Reproduce the records below line for line, without the pictures.

########

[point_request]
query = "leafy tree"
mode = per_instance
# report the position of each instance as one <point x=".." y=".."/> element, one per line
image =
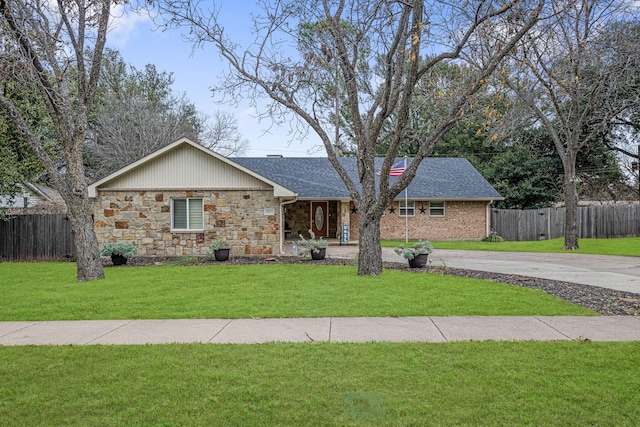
<point x="356" y="35"/>
<point x="17" y="163"/>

########

→ **RIGHT ANSWER**:
[point_request]
query = "leafy tree"
mode = per_instance
# report the position of each instance as one <point x=".." y=".."/> element, one per line
image =
<point x="356" y="35"/>
<point x="17" y="163"/>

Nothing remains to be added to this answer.